▶ _Task requirements_:
Which lines in the records below contain the word "shoe"? Copy out each of them in full.

▶ _Input records_:
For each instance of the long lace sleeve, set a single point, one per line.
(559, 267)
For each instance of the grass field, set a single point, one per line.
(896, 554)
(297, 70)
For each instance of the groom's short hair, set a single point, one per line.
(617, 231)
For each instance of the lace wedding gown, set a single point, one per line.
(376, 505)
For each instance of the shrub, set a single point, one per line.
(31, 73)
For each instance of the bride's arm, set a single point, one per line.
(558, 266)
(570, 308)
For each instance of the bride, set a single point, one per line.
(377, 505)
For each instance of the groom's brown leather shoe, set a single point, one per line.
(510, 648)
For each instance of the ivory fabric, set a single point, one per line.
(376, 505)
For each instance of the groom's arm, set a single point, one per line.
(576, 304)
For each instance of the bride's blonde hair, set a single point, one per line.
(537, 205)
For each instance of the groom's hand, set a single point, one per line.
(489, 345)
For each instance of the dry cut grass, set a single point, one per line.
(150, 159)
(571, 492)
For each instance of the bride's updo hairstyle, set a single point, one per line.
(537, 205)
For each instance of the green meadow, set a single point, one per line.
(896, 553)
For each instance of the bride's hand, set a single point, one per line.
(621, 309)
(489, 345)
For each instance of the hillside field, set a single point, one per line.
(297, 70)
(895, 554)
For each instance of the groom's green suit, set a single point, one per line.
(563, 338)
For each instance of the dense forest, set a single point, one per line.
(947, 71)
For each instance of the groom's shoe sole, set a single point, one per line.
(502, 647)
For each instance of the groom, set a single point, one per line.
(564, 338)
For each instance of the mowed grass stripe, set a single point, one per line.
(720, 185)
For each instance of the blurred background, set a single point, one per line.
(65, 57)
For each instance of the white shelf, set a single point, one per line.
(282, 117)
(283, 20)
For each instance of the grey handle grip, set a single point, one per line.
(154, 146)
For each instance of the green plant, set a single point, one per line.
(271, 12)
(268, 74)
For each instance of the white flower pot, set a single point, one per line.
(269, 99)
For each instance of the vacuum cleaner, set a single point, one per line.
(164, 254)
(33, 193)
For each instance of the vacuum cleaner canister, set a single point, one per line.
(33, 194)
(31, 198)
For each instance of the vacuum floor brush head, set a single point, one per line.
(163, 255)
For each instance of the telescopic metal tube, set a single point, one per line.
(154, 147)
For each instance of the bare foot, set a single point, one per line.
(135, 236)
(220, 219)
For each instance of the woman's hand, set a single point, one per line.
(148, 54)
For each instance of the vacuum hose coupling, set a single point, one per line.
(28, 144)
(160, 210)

* * *

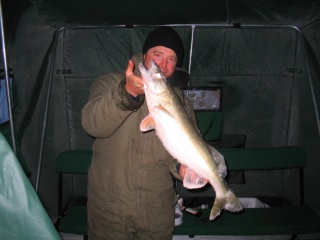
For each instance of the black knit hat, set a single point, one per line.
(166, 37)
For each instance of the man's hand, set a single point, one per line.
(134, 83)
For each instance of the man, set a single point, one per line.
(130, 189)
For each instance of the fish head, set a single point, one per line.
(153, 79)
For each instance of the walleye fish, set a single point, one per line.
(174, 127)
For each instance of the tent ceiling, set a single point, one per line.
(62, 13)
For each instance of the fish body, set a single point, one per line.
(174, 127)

==

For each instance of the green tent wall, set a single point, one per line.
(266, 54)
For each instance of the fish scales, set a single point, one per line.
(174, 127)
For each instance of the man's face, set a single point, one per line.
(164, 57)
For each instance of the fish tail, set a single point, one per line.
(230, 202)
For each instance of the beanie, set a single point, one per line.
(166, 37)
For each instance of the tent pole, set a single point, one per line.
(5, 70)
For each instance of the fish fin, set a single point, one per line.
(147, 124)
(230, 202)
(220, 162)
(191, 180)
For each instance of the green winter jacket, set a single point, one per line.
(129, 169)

▶ _Task result_:
For each instance of the groom's brown leather shoe, set a single point, one per line.
For each instance of the groom's shoe sole, set a single point, one per line.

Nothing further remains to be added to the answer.